[Dataset excerpts — start]

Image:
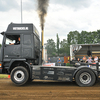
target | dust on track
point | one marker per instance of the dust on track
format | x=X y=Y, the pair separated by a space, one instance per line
x=48 y=90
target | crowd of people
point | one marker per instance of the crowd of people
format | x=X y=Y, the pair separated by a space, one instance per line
x=90 y=59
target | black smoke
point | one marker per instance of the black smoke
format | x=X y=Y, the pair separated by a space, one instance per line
x=42 y=11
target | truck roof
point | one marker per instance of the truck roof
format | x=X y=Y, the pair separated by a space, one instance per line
x=21 y=28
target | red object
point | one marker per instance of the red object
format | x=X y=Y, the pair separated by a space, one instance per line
x=8 y=76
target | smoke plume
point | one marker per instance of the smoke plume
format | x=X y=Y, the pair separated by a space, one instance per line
x=42 y=11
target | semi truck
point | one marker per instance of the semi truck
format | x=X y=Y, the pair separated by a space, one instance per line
x=22 y=60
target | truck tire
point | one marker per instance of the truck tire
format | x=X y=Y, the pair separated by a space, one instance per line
x=19 y=75
x=85 y=77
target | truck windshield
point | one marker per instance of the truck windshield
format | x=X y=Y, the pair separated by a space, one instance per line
x=11 y=39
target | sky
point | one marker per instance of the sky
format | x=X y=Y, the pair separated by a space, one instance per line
x=62 y=17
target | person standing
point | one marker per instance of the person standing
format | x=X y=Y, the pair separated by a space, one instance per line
x=96 y=59
x=49 y=60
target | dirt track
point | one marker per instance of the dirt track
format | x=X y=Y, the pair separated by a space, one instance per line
x=43 y=90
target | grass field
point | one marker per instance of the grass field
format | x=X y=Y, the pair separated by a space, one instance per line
x=3 y=76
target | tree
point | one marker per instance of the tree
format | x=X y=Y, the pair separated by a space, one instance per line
x=50 y=46
x=73 y=37
x=64 y=47
x=57 y=44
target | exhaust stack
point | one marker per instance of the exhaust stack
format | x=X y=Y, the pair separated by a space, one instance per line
x=42 y=40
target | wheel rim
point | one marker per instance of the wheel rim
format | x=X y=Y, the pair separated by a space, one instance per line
x=85 y=78
x=19 y=76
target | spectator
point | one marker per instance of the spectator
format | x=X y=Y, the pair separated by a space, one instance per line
x=78 y=59
x=89 y=60
x=49 y=60
x=59 y=62
x=96 y=59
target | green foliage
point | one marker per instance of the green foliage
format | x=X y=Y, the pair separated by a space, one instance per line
x=74 y=37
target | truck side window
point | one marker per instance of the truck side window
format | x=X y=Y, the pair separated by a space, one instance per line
x=12 y=39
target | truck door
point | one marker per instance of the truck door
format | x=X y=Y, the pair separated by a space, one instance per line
x=12 y=47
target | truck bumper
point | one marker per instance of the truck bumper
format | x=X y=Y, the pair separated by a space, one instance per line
x=0 y=70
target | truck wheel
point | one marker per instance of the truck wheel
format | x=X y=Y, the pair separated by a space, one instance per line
x=85 y=77
x=19 y=75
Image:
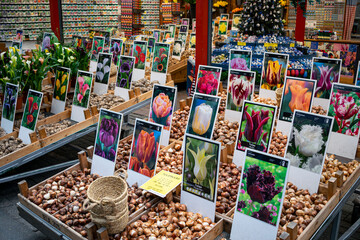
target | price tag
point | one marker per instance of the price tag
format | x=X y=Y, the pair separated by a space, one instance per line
x=162 y=183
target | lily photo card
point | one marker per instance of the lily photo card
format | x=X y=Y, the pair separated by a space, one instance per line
x=124 y=76
x=81 y=95
x=345 y=108
x=102 y=73
x=62 y=77
x=162 y=107
x=202 y=117
x=144 y=153
x=201 y=169
x=106 y=142
x=255 y=130
x=208 y=80
x=273 y=74
x=160 y=62
x=240 y=88
x=306 y=148
x=260 y=196
x=240 y=59
x=325 y=71
x=297 y=94
x=30 y=115
x=139 y=52
x=9 y=107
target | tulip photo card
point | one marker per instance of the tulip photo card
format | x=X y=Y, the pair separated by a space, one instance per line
x=273 y=74
x=202 y=117
x=106 y=143
x=139 y=52
x=199 y=180
x=192 y=41
x=325 y=71
x=62 y=77
x=208 y=80
x=124 y=76
x=115 y=50
x=255 y=130
x=240 y=88
x=162 y=107
x=81 y=95
x=223 y=25
x=345 y=108
x=297 y=94
x=160 y=63
x=102 y=73
x=240 y=59
x=144 y=153
x=306 y=148
x=9 y=107
x=30 y=115
x=260 y=196
x=177 y=49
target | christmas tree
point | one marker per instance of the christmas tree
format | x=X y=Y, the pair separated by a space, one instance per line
x=261 y=17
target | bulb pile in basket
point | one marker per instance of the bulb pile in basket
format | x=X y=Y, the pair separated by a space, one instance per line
x=332 y=165
x=53 y=128
x=10 y=145
x=228 y=185
x=171 y=160
x=105 y=101
x=301 y=207
x=167 y=221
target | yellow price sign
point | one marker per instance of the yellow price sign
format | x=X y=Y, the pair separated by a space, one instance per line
x=162 y=183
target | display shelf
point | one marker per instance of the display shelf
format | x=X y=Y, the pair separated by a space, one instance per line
x=74 y=12
x=23 y=14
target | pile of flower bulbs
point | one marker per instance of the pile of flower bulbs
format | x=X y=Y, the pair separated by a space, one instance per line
x=53 y=128
x=332 y=165
x=167 y=221
x=225 y=131
x=301 y=207
x=144 y=84
x=106 y=101
x=171 y=160
x=10 y=145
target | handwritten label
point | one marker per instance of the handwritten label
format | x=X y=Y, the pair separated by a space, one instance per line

[Dataset excerpts — finish]

The lines to return are those with the string "wheel" in them; copy each from the entries above.

Answer for the task
target | wheel rim
point | one marker per instance of the wheel rim
target | truck wheel
point | one marker per instance of the truck wheel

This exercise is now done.